→ **Goal**: Rewrite the lines starting at the one containing "Tag a single point on each instance of the suit" and ending at the last line of the entries, requests included. In the answers, multiply every x and y coordinate by 1.65 and round to whole numbers, halves up, but leave the requests and their format samples unchanged.

→ **Dataset**:
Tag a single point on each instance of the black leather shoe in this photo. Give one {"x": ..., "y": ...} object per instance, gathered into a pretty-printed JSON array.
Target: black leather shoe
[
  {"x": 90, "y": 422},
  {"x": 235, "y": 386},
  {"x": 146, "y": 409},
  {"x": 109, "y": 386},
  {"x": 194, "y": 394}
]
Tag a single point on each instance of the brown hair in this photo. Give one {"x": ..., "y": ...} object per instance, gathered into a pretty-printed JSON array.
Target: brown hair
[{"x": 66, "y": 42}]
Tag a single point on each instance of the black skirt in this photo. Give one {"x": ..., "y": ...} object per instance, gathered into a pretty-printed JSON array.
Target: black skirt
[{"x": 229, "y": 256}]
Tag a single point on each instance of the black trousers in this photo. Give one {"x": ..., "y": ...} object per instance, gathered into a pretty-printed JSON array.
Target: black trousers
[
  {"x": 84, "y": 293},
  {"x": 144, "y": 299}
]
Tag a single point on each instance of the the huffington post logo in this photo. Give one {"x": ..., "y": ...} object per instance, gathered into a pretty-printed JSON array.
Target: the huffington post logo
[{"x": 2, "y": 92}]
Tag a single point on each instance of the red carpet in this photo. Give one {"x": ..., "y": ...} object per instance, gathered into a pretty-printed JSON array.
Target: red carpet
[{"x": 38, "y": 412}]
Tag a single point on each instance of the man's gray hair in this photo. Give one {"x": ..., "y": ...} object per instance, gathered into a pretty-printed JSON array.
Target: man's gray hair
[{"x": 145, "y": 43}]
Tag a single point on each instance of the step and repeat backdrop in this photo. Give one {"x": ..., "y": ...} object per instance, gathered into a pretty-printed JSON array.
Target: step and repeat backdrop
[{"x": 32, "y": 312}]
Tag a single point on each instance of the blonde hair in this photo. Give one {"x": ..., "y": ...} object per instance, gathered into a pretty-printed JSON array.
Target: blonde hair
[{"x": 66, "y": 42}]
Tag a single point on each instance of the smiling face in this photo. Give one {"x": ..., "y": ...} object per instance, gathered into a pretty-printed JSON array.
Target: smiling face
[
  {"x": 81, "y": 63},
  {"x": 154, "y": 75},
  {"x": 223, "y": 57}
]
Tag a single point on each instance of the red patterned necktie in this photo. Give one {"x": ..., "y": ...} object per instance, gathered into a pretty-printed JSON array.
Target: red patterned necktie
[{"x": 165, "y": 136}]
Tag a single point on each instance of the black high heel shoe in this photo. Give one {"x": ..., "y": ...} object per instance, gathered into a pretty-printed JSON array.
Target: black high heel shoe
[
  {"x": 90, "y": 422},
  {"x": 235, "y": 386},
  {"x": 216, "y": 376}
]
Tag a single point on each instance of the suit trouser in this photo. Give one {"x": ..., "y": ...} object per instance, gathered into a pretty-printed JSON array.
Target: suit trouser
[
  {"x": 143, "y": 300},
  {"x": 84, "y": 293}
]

→ **Solution**:
Tag a single point on each instance of the suit trouser in this photo. Give one {"x": ..., "y": ...} object per instance, gathered into a pretty-printed JSON array.
Target: suit trouser
[
  {"x": 236, "y": 495},
  {"x": 139, "y": 483}
]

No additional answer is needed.